● **Request**
Rewrite every line of the data below as a JSON list of strings, with one string per line and no entries for blank lines.

● **Material supplied**

┌────────

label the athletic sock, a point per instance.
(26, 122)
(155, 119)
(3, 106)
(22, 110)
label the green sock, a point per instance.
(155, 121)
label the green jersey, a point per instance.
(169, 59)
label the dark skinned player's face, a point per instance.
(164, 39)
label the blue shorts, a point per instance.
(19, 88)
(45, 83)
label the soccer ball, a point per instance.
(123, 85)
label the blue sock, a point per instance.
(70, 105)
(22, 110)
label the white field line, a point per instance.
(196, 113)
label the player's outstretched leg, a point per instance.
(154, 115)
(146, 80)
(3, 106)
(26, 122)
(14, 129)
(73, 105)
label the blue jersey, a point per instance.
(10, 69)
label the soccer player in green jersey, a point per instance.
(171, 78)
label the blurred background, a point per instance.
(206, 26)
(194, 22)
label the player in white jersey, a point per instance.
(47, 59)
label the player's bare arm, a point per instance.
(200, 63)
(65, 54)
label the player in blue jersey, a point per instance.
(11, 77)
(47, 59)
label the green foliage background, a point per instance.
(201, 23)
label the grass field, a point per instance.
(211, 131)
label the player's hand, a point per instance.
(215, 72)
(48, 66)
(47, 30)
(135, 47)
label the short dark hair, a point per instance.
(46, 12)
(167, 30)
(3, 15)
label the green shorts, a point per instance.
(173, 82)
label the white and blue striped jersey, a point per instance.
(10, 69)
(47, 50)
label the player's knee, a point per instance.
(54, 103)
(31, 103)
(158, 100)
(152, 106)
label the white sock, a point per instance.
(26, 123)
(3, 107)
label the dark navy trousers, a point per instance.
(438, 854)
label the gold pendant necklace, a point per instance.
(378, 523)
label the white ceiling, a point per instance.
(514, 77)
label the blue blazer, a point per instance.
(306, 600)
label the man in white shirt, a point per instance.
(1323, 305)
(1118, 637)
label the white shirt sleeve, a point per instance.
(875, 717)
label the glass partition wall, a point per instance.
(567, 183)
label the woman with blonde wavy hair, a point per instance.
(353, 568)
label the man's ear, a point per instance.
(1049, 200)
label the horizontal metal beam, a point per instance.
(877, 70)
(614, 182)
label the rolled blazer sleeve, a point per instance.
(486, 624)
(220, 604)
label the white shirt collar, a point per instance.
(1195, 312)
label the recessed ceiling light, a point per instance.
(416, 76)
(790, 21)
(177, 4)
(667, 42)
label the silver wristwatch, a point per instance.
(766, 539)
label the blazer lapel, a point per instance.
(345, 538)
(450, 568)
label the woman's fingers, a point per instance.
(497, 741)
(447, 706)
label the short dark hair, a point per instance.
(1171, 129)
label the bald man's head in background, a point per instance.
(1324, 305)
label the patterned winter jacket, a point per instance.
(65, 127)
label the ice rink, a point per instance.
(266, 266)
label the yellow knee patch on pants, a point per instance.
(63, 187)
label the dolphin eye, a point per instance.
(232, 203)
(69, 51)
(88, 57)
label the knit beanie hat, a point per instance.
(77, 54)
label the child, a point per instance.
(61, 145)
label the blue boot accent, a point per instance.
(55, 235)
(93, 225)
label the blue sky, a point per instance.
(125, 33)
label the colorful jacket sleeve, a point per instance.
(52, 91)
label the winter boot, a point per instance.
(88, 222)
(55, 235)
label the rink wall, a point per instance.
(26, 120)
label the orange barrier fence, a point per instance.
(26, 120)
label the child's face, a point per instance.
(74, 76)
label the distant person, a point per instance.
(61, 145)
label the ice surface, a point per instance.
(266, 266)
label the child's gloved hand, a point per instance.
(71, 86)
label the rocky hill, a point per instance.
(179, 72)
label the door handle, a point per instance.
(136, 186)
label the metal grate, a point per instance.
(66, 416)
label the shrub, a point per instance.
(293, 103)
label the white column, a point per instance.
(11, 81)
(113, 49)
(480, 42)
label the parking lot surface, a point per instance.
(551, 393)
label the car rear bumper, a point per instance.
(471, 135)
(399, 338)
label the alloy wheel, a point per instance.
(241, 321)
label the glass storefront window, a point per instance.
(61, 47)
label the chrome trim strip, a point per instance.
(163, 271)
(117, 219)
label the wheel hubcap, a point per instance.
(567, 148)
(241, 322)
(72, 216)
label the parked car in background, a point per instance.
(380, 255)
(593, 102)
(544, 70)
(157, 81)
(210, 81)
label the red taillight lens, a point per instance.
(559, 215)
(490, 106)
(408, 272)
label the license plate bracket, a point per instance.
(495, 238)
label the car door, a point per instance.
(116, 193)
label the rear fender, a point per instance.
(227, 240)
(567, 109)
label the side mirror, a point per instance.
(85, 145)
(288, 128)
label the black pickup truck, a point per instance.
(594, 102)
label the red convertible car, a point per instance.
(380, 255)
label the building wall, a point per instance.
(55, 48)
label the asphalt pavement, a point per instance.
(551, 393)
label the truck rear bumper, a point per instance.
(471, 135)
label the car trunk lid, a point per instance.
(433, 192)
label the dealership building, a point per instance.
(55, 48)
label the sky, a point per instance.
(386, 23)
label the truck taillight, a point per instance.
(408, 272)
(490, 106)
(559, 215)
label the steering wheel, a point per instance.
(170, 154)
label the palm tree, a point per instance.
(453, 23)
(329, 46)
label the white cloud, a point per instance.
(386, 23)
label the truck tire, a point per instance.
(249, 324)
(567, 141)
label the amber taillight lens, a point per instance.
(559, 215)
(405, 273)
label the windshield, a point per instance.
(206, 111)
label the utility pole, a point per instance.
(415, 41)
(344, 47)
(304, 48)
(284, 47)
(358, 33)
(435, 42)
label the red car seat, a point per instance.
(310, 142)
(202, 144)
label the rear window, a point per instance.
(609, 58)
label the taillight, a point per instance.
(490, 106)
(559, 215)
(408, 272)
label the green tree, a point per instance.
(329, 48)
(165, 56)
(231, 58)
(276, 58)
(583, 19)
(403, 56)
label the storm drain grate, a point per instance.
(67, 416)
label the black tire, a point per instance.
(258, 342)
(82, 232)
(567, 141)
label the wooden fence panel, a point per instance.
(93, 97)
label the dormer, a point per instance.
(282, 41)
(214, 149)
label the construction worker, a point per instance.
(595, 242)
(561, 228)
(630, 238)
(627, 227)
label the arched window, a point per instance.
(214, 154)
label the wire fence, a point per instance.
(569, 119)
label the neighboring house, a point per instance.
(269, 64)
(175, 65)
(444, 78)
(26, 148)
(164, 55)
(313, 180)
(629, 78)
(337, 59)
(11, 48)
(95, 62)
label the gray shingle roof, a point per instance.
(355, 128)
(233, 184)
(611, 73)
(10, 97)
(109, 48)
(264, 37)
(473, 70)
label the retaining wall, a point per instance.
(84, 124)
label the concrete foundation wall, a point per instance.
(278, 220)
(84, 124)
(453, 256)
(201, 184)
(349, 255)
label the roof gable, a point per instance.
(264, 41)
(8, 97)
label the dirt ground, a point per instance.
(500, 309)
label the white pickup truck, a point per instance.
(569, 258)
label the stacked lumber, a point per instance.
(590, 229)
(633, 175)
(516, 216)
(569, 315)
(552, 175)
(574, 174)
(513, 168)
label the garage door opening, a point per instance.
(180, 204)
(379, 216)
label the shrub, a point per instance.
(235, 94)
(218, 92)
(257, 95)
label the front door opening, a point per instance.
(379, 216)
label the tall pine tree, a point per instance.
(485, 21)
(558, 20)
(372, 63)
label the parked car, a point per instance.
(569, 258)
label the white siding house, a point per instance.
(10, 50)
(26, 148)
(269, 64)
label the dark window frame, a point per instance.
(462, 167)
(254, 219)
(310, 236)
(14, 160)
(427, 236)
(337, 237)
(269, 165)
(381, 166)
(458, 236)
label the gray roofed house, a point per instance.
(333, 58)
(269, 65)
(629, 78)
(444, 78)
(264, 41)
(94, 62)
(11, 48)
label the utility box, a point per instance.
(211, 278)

└────────

● **Output for this task**
[
  "label the athletic sock, a point per instance.",
  "(26, 122)",
  "(155, 119)",
  "(3, 106)",
  "(22, 110)",
  "label the green sock, a point per instance.",
  "(155, 121)",
  "label the green jersey, a point per instance.",
  "(169, 59)",
  "label the dark skinned player's face, a point per instance.",
  "(164, 39)",
  "label the blue shorts, a point per instance.",
  "(19, 88)",
  "(45, 83)",
  "label the soccer ball, a point per instance.",
  "(123, 85)",
  "label the blue sock, a point per instance.",
  "(70, 105)",
  "(22, 110)",
  "label the white field line, a point per instance.",
  "(196, 113)",
  "label the player's outstretched leg, a point per instance.",
  "(154, 115)",
  "(146, 80)",
  "(3, 106)",
  "(26, 122)",
  "(14, 129)",
  "(73, 105)",
  "label the blue jersey, a point per instance.",
  "(10, 69)",
  "label the soccer player in green jersey, a point per instance.",
  "(171, 78)",
  "label the blurred background, a point per instance.",
  "(206, 26)",
  "(194, 22)",
  "label the player in white jersey, a point per instance.",
  "(47, 59)",
  "label the player's bare arm, a point per instance.",
  "(200, 63)",
  "(65, 54)",
  "label the player in blue jersey, a point per instance.",
  "(11, 77)",
  "(47, 59)",
  "label the green foliage background, a point per instance.",
  "(201, 23)",
  "label the grass field, a point per instance.",
  "(211, 131)",
  "label the player's hand, a point per instance.",
  "(215, 72)",
  "(48, 66)",
  "(47, 30)",
  "(135, 47)",
  "label the short dark hair, a point per instance.",
  "(46, 12)",
  "(167, 30)",
  "(3, 15)",
  "label the green shorts, a point per instance.",
  "(173, 82)",
  "label the white and blue striped jersey, a point per instance.",
  "(10, 69)",
  "(47, 50)",
  "label the player's knee, a point per instance.",
  "(54, 103)",
  "(31, 103)",
  "(158, 100)",
  "(152, 106)",
  "label the white sock, a point per instance.",
  "(26, 123)",
  "(3, 107)",
  "label the dark navy trousers, a point per instance.",
  "(438, 854)",
  "label the gold pendant necklace, a point per instance.",
  "(378, 523)",
  "label the white ceiling, a point per instance.",
  "(514, 77)",
  "label the blue blazer, a point per instance.",
  "(306, 600)",
  "label the man in white shirt, a point per instance.",
  "(1323, 305)",
  "(1118, 637)",
  "label the white shirt sleeve, a point per instance.",
  "(875, 717)",
  "label the glass partition wall, a point per instance.",
  "(567, 183)",
  "label the woman with blonde wavy hair, a point per instance.",
  "(353, 568)",
  "label the man's ear, a point per instance.",
  "(1049, 200)",
  "label the horizontal metal beam, a point per instance.",
  "(877, 70)",
  "(614, 182)",
  "label the rolled blazer sleeve, a point per instance.",
  "(486, 624)",
  "(220, 604)",
  "label the white shirt collar, a point per instance.",
  "(1195, 312)",
  "label the recessed ceiling light, a point per instance.",
  "(416, 76)",
  "(790, 21)",
  "(177, 4)",
  "(667, 42)",
  "label the silver wristwatch, a point per instance.",
  "(766, 539)",
  "label the blazer lapel, a point per instance.",
  "(345, 538)",
  "(450, 568)",
  "label the woman's fingers, a point per instance.",
  "(497, 741)",
  "(447, 706)",
  "label the short dark hair, a point per instance.",
  "(1171, 129)",
  "label the bald man's head in background, a point per instance.",
  "(1324, 305)",
  "label the patterned winter jacket, a point per instance.",
  "(65, 127)",
  "label the ice rink, a point per instance.",
  "(266, 266)",
  "label the yellow knee patch on pants, a point per instance.",
  "(63, 187)",
  "label the dolphin eye, a point per instance.",
  "(232, 203)",
  "(69, 51)",
  "(88, 57)",
  "label the knit beanie hat, a point per instance.",
  "(77, 54)",
  "label the child, a point per instance.",
  "(61, 145)",
  "label the blue boot accent, a point per instance.",
  "(55, 235)",
  "(93, 225)",
  "label the blue sky, a point per instance.",
  "(125, 33)",
  "label the colorful jacket sleeve, a point per instance.",
  "(52, 91)",
  "label the winter boot, a point per instance.",
  "(88, 222)",
  "(55, 235)",
  "label the rink wall, a point per instance.",
  "(26, 120)",
  "label the orange barrier fence, a point per instance.",
  "(26, 120)",
  "label the child's face, a point per instance.",
  "(74, 76)",
  "label the distant person, a point per instance.",
  "(61, 145)",
  "label the ice surface, a point per instance.",
  "(266, 266)",
  "label the child's gloved hand, a point per instance.",
  "(71, 86)",
  "label the rocky hill, a point per instance.",
  "(179, 72)",
  "label the door handle, a point per instance.",
  "(136, 186)",
  "label the metal grate, a point per instance.",
  "(66, 416)",
  "label the shrub, a point per instance.",
  "(293, 103)",
  "label the white column, a point per instance.",
  "(11, 81)",
  "(113, 49)",
  "(480, 42)",
  "label the parking lot surface, a point per instance.",
  "(551, 393)",
  "label the car rear bumper, a point per instance.",
  "(471, 135)",
  "(399, 338)",
  "label the alloy wheel, a point per instance.",
  "(241, 321)",
  "label the glass storefront window, a point per instance.",
  "(61, 47)",
  "label the chrome trim strip, a point per instance.",
  "(163, 271)",
  "(117, 219)",
  "label the wheel hubcap, a point per instance.",
  "(567, 148)",
  "(241, 322)",
  "(72, 216)",
  "label the parked car in background, a point per instance.",
  "(380, 255)",
  "(593, 102)",
  "(544, 70)",
  "(157, 81)",
  "(210, 81)",
  "label the red taillight lens, a point per instance.",
  "(559, 215)",
  "(490, 106)",
  "(408, 272)",
  "label the license plate bracket, a point per instance.",
  "(495, 238)",
  "label the car door, a point per instance.",
  "(116, 193)",
  "label the rear fender, a point per instance.",
  "(227, 240)",
  "(567, 109)",
  "label the side mirror, a point per instance.",
  "(85, 145)",
  "(288, 128)",
  "label the black pickup truck, a point per instance.",
  "(594, 102)",
  "label the red convertible car, a point per instance.",
  "(380, 255)",
  "label the building wall, a point per instance.",
  "(55, 48)",
  "label the asphalt pavement, a point per instance.",
  "(551, 393)",
  "label the truck rear bumper, a point per instance.",
  "(471, 135)",
  "label the car trunk lid, a point per instance.",
  "(433, 192)",
  "label the dealership building, a point per instance.",
  "(55, 48)",
  "label the sky, a point per instance.",
  "(386, 23)",
  "label the truck taillight, a point per instance.",
  "(408, 272)",
  "(490, 106)",
  "(559, 215)",
  "label the steering wheel, a point per instance.",
  "(170, 154)",
  "label the palm tree, a point per instance.",
  "(453, 23)",
  "(329, 46)",
  "label the white cloud, a point per instance.",
  "(386, 23)",
  "label the truck tire, a point per instance.",
  "(249, 324)",
  "(567, 141)",
  "label the amber taillight lens, a point per instance.",
  "(559, 215)",
  "(405, 273)",
  "label the windshield, a point per instance.",
  "(206, 111)",
  "label the utility pole, a point per instance.",
  "(415, 41)",
  "(344, 47)",
  "(304, 48)",
  "(284, 47)",
  "(358, 33)",
  "(435, 42)",
  "label the red car seat, a point per instance.",
  "(310, 142)",
  "(202, 144)",
  "label the rear window, a point per instance.",
  "(609, 58)",
  "label the taillight, a point per instance.",
  "(490, 106)",
  "(559, 215)",
  "(408, 272)",
  "label the green tree, a point per instance.",
  "(329, 48)",
  "(165, 56)",
  "(231, 58)",
  "(276, 58)",
  "(583, 19)",
  "(403, 56)",
  "label the storm drain grate, a point per instance.",
  "(67, 416)",
  "label the black tire, a point per instance.",
  "(258, 342)",
  "(82, 232)",
  "(567, 141)",
  "label the wooden fence panel, a point per instance.",
  "(93, 97)",
  "label the dormer, a point per instance.",
  "(282, 41)",
  "(214, 149)",
  "label the construction worker, a point per instance.",
  "(595, 242)",
  "(561, 228)",
  "(630, 238)",
  "(627, 227)",
  "label the arched window, a point per instance.",
  "(214, 154)",
  "label the wire fence, a point per instance.",
  "(569, 119)",
  "label the neighboring house, a point per instance.",
  "(269, 64)",
  "(175, 65)",
  "(444, 78)",
  "(26, 148)",
  "(164, 55)",
  "(313, 180)",
  "(629, 78)",
  "(337, 59)",
  "(11, 48)",
  "(95, 62)",
  "label the gray shingle roof, a point per instance.",
  "(355, 128)",
  "(233, 184)",
  "(611, 73)",
  "(10, 97)",
  "(109, 48)",
  "(264, 37)",
  "(473, 70)",
  "label the retaining wall, a point per instance.",
  "(84, 124)",
  "label the concrete foundation wall, a point per instance.",
  "(278, 220)",
  "(84, 124)",
  "(453, 256)",
  "(201, 184)",
  "(349, 255)",
  "label the roof gable, a point per instance.",
  "(264, 41)",
  "(8, 97)",
  "label the dirt ground, a point per instance.",
  "(500, 309)",
  "label the white pickup truck, a point per instance.",
  "(569, 258)",
  "label the stacked lumber, a point per instance.",
  "(590, 229)",
  "(633, 175)",
  "(516, 216)",
  "(569, 315)",
  "(552, 175)",
  "(574, 174)",
  "(513, 168)",
  "label the garage door opening, a point per instance.",
  "(180, 204)",
  "(379, 216)",
  "label the shrub, a point per instance.",
  "(235, 94)",
  "(218, 92)",
  "(257, 95)",
  "label the front door opening, a point per instance.",
  "(379, 216)",
  "label the tall pine tree, a point per instance.",
  "(485, 21)",
  "(558, 20)",
  "(372, 63)",
  "label the parked car, a point per instance.",
  "(569, 258)",
  "label the white siding house, a point per instance.",
  "(10, 50)",
  "(26, 148)",
  "(269, 64)",
  "label the dark window frame, a point per instance.",
  "(462, 167)",
  "(254, 219)",
  "(310, 236)",
  "(14, 160)",
  "(427, 236)",
  "(337, 237)",
  "(269, 165)",
  "(381, 166)",
  "(458, 236)",
  "label the gray roofed house, a point per instance.",
  "(333, 58)",
  "(269, 65)",
  "(629, 78)",
  "(444, 78)",
  "(264, 41)",
  "(94, 62)",
  "(11, 48)",
  "label the utility box, a point per instance.",
  "(211, 278)"
]